Description of the task:
Write out the rows below word for word, omitting the pictures.

Data records:
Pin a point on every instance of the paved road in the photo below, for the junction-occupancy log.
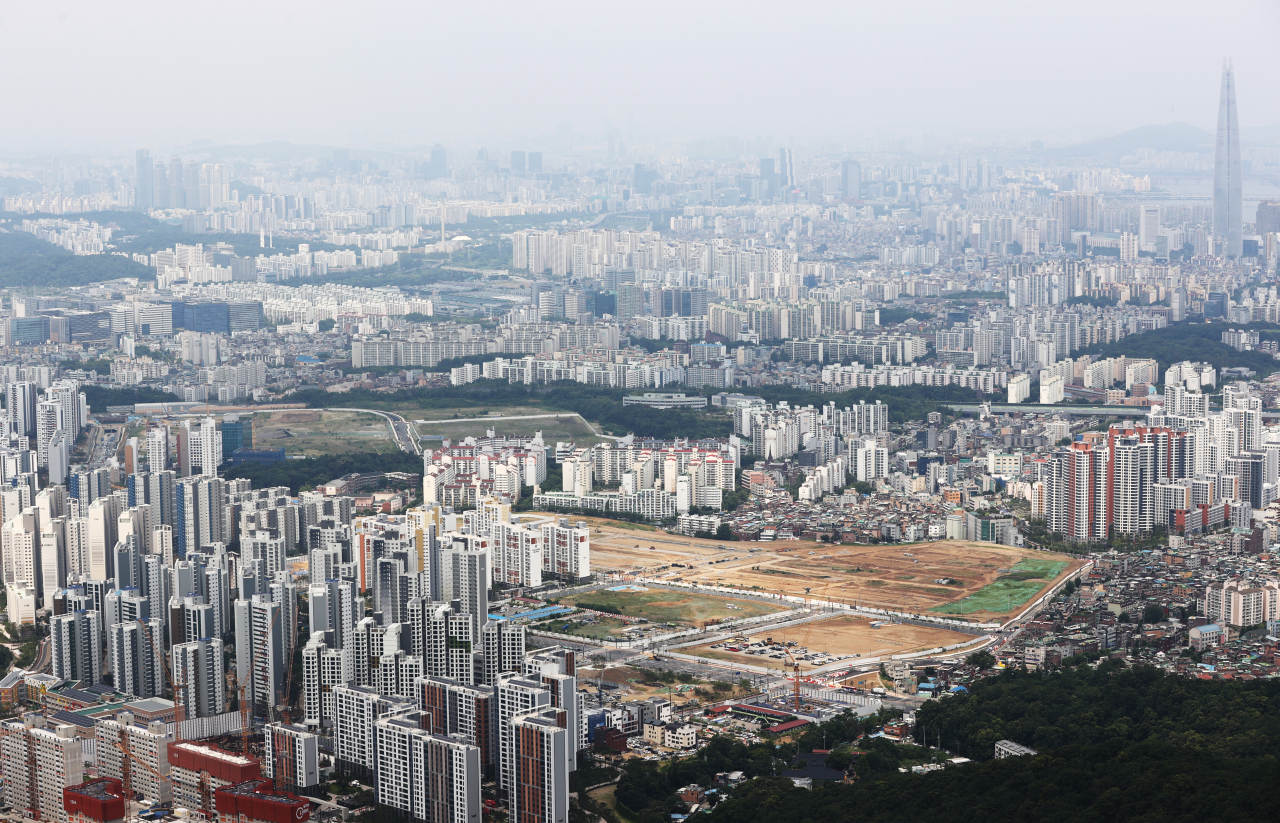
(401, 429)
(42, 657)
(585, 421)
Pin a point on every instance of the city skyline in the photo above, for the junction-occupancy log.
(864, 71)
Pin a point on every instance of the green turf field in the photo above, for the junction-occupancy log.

Task answer:
Pin a point on every instance of the paved road in the photo below, for the junction-occupancy log.
(401, 429)
(42, 657)
(585, 421)
Pin a point on every instance of the city skyline in the photo above, for the junction-occupancy log.
(864, 71)
Pin a point on every instance of the green turf field in the photo above, for the junction-occupancy log.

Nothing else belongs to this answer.